-- Aufgabenstellung 1 --
Geben Sie aus der Auflistung die Zeilen von der Zeile mit „Note to the class: find the ceiling“ bis zur Zeile mit „pixel 57 272“ unverändert wieder. Beide Grenzzeilen gehören dazu.

-- Text --

┏━━

Für Auftraggeber stellt sich in der Praxis die Frage, wie sie das Instrument des Preisrechts in den Dienst des öffentlichen Einkaufs stellen können. Dabei dürften für den Auftraggeber sicherlich die kostengünstige Beschaffung sowie die Planungs- und Kostensicherheit im Vordergrund stehen. Nachfolgend sollen aus Sicht der öffentlichen Hand wichtige preisrechtliche Aspekte zusammengestellt werden, die zur Vermeidung überhöhter Preise beim Einkauf zu beachten sind. Dabei beziehen sich die Ansätze auf die drei Bereiche (1) Strategie und Organisation preisrechtlicher Belange, (2) Gewinnermittlung und -begrenzung sowie (3) Kostenkalkulation.

1. Strategie und Organisation

Der Bereich Strategie und Organisation berührt zum einen grundlegende Entscheidungen des  Auftraggebers sowie die Integration des Preisrechts in die bestehenden Strukturen und Abläufe. Im Einzelnen sind

  • das Preisrecht in den Beschaffungsprozess einzuordnen,
  • die Vorrausetzungen der Preistypen zu beachten,
  • eine Preisprüfungsstrategie zu entwickeln sowie
  •  die Unterauftragnehmer einzubeziehen.

┗━━

-- Material zur Aufgabe --
┏━━

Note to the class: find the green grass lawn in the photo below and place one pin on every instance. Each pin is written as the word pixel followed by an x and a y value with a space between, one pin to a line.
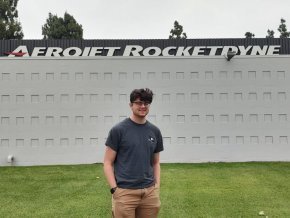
pixel 187 190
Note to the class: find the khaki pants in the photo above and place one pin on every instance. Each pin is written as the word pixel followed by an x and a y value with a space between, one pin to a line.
pixel 136 203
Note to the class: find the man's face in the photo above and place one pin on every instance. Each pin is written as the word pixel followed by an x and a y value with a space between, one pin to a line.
pixel 140 108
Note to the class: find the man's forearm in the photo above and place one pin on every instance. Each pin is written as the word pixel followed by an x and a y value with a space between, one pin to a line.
pixel 109 173
pixel 156 169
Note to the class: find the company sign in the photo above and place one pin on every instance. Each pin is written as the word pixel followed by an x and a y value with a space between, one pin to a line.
pixel 137 50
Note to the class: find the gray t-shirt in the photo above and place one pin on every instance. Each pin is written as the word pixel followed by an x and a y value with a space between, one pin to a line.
pixel 135 145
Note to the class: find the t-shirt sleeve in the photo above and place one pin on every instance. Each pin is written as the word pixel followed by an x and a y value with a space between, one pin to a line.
pixel 159 146
pixel 113 139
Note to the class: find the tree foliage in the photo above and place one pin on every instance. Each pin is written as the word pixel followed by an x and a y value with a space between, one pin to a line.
pixel 283 29
pixel 249 35
pixel 62 28
pixel 10 27
pixel 177 32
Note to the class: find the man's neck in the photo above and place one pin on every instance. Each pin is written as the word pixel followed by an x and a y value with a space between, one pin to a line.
pixel 139 120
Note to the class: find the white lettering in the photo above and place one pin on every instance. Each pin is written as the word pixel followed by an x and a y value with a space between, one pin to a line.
pixel 86 51
pixel 274 50
pixel 166 50
pixel 257 50
pixel 38 51
pixel 229 48
pixel 53 51
pixel 156 51
pixel 243 50
pixel 198 50
pixel 96 50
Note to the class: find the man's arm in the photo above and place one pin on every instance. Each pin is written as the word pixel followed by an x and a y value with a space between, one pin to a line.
pixel 156 168
pixel 109 159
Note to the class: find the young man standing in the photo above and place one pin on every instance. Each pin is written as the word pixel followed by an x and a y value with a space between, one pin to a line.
pixel 131 162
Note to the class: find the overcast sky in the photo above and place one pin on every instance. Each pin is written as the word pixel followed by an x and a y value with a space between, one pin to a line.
pixel 153 19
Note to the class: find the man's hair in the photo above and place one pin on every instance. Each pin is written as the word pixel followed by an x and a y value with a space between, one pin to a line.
pixel 143 94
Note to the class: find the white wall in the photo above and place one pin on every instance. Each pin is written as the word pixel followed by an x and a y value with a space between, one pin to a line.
pixel 59 110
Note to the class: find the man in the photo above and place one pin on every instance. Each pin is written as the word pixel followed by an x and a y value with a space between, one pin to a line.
pixel 131 162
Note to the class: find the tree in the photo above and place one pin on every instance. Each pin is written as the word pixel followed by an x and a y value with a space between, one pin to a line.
pixel 177 32
pixel 62 28
pixel 270 34
pixel 10 28
pixel 283 29
pixel 249 35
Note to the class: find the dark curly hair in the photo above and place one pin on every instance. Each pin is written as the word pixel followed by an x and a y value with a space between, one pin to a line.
pixel 143 94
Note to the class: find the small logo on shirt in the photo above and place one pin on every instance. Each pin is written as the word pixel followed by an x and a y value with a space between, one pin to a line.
pixel 151 139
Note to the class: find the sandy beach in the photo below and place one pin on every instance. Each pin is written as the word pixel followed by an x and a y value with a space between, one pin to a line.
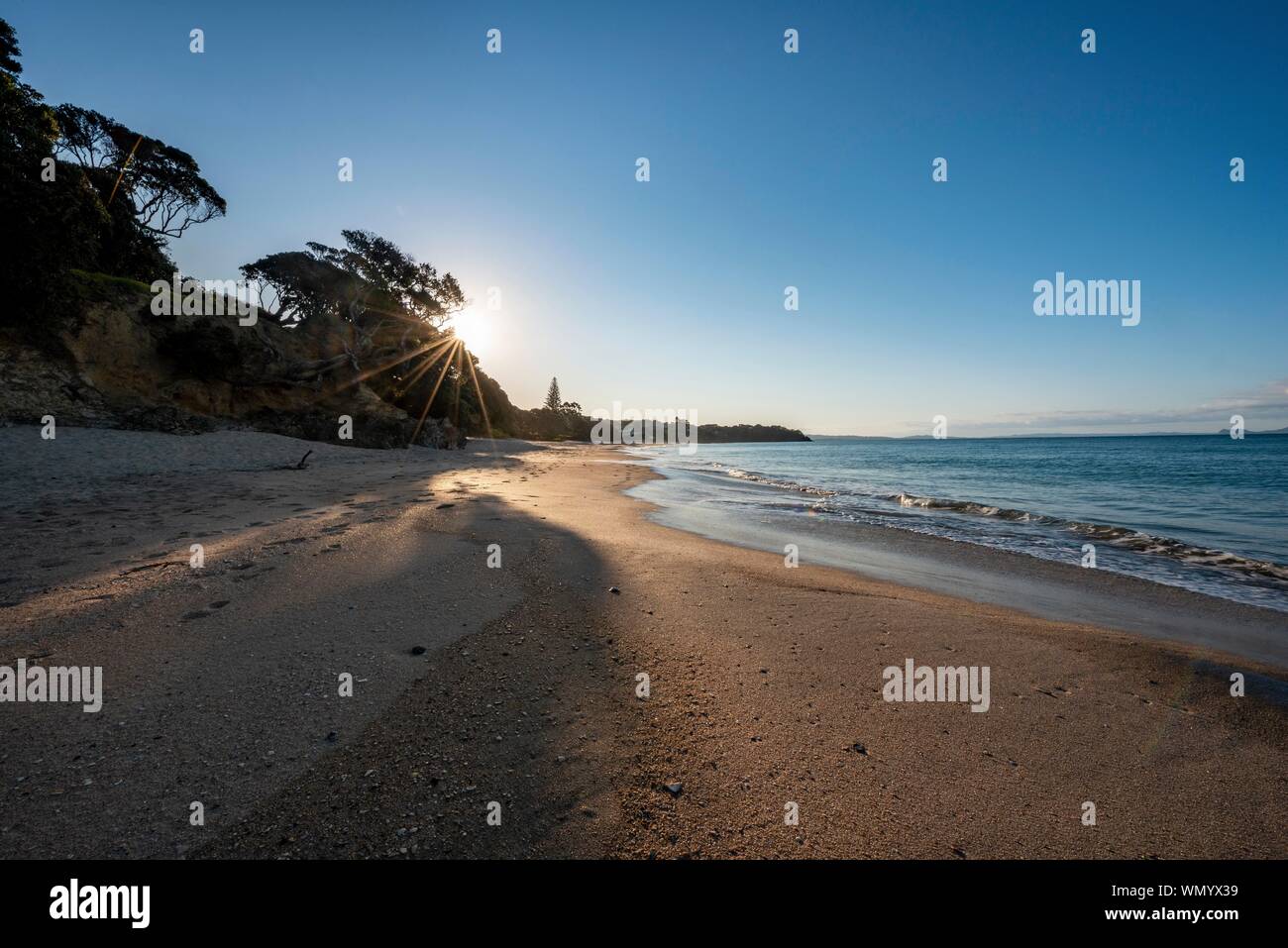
pixel 519 685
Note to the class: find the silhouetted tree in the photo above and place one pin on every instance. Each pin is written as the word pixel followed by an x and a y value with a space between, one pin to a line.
pixel 162 183
pixel 554 401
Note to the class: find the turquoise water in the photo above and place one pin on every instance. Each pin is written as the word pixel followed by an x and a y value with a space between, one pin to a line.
pixel 1206 513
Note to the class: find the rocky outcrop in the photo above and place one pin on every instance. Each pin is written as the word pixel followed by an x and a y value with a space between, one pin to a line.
pixel 111 363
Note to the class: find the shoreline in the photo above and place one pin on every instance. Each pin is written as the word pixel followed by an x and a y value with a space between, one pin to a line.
pixel 764 681
pixel 1041 587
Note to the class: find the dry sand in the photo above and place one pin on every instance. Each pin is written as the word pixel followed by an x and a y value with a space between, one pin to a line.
pixel 765 682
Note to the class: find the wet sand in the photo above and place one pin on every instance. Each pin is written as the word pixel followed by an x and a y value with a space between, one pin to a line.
pixel 519 685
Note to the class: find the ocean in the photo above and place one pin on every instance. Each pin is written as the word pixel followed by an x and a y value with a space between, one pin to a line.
pixel 1205 513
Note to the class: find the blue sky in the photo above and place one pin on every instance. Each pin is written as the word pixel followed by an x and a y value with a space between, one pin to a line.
pixel 812 170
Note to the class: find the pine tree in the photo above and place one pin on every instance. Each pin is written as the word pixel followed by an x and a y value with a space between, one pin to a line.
pixel 554 401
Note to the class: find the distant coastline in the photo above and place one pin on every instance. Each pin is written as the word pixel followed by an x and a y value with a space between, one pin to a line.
pixel 1224 432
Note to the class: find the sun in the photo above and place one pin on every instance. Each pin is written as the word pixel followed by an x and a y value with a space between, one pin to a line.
pixel 475 329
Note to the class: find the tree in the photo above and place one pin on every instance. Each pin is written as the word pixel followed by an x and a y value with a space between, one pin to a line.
pixel 162 183
pixel 554 402
pixel 51 217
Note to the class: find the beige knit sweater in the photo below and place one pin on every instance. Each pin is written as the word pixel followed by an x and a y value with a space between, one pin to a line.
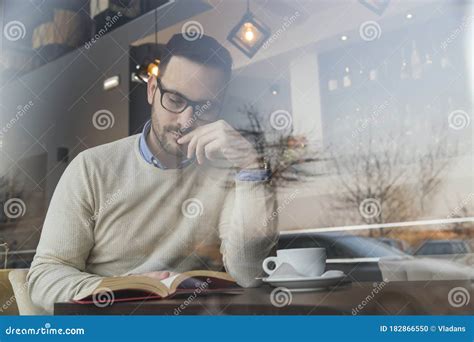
pixel 112 214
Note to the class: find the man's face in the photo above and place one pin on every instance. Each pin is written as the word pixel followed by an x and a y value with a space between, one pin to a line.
pixel 195 82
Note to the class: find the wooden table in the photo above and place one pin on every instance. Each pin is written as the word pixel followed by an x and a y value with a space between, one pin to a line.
pixel 392 298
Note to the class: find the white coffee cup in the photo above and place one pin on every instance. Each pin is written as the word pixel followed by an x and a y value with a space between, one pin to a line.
pixel 306 261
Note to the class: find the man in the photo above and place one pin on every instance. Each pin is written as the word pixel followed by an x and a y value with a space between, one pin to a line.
pixel 160 201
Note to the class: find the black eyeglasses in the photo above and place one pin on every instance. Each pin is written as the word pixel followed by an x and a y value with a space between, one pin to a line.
pixel 176 103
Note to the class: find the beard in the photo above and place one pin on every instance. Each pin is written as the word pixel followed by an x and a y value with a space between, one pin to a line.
pixel 167 136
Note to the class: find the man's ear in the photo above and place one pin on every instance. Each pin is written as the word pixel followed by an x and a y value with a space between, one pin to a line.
pixel 151 88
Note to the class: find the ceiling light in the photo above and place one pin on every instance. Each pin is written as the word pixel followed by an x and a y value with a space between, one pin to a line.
pixel 249 34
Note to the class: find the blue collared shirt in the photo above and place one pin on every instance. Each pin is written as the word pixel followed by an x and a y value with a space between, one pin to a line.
pixel 243 175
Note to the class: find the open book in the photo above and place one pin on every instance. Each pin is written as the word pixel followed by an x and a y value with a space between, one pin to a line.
pixel 130 288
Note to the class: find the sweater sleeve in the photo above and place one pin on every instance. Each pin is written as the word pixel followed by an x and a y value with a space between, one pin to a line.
pixel 246 232
pixel 57 272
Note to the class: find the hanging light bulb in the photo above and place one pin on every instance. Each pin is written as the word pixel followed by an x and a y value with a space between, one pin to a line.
pixel 249 33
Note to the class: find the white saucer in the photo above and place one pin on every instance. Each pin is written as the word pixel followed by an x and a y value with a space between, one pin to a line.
pixel 302 284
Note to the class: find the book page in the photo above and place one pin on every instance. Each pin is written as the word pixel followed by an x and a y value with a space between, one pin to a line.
pixel 168 281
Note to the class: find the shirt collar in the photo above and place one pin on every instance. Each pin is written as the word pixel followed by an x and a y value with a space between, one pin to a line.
pixel 148 155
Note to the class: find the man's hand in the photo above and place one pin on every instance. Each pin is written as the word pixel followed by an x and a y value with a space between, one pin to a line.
pixel 219 139
pixel 160 275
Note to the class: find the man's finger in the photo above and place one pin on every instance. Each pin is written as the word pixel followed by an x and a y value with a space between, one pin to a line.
pixel 202 143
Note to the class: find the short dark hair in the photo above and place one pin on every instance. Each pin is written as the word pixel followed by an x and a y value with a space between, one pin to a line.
pixel 204 50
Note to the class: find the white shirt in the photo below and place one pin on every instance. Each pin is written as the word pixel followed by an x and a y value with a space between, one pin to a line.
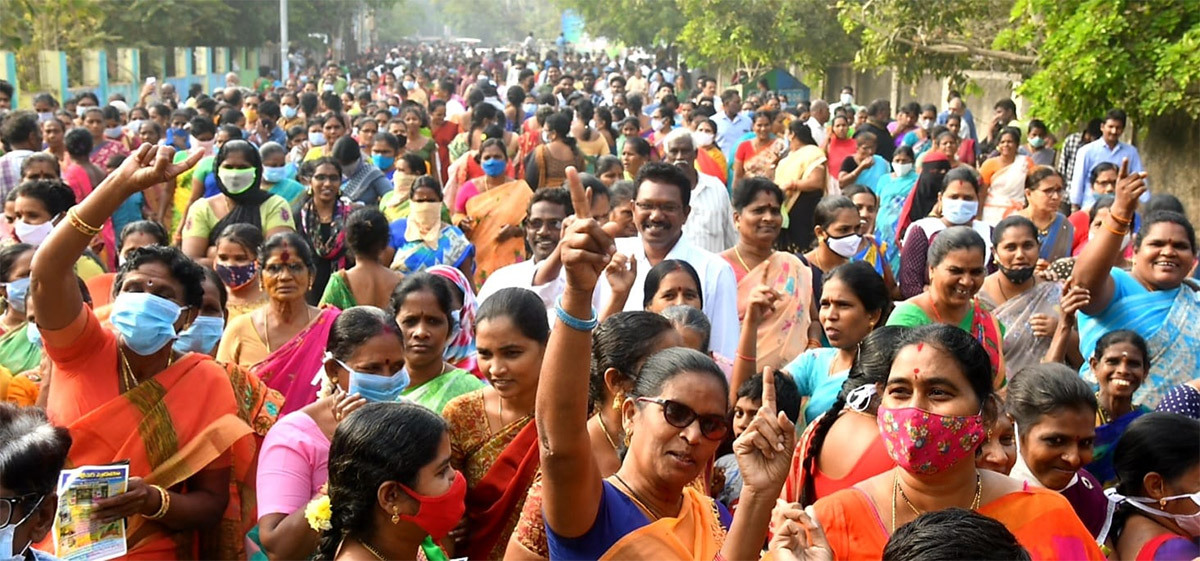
pixel 520 275
pixel 709 225
pixel 817 130
pixel 717 284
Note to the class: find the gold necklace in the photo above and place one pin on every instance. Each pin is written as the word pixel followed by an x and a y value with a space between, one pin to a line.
pixel 1099 410
pixel 131 381
pixel 637 499
pixel 897 488
pixel 372 550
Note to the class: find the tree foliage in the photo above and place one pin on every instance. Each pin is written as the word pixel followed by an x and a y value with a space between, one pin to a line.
pixel 1143 55
pixel 759 35
pixel 1078 56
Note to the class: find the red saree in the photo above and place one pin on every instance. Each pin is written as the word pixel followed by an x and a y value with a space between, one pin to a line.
pixel 292 367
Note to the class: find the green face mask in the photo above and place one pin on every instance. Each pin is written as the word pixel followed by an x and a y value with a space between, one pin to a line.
pixel 237 181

┗━━

-- Aufgabenstellung 2 --
Beantworten Sie zum Text über das Preisrecht:
(a) Auf welche drei Bereiche beziehen sich die Ansätze?
(b) Was dürfte für den Auftraggeber im Vordergrund stehen?
(c) Wer ist laut dem letzten Aufzählungspunkt einzubeziehen?

-- Vollständige Antwort 1 --
Note to the class: find the ceiling light in the photo above and place one pin on every instance. Each pin is written as the word pixel followed by an x and a y value with a space between, one pin to a line.
pixel 249 34
Note to the class: find the blue collared shirt in the photo above and place one pin on every instance. Each pin is written as the word pixel followed by an x and a y value with a space between, one pin to a line.
pixel 243 175
Note to the class: find the open book in the photo above and place one pin on every instance. Each pin is written as the word pixel followed by an x and a y value with a space between, one pin to a line.
pixel 130 288
Note to the class: find the sweater sleeve in the photo above and place one pin on every instance. Each pin is written as the word pixel followed by an x and a y value with a space between, one pin to a line.
pixel 246 232
pixel 57 272

-- Vollständige Antwort 2 --
(a) Strategie und Organisation preisrechtlicher Belange, Gewinnermittlung und -begrenzung sowie Kostenkalkulation
(b) Die kostengünstige Beschaffung sowie die Planungs- und Kostensicherheit
(c) Die Unterauftragnehmer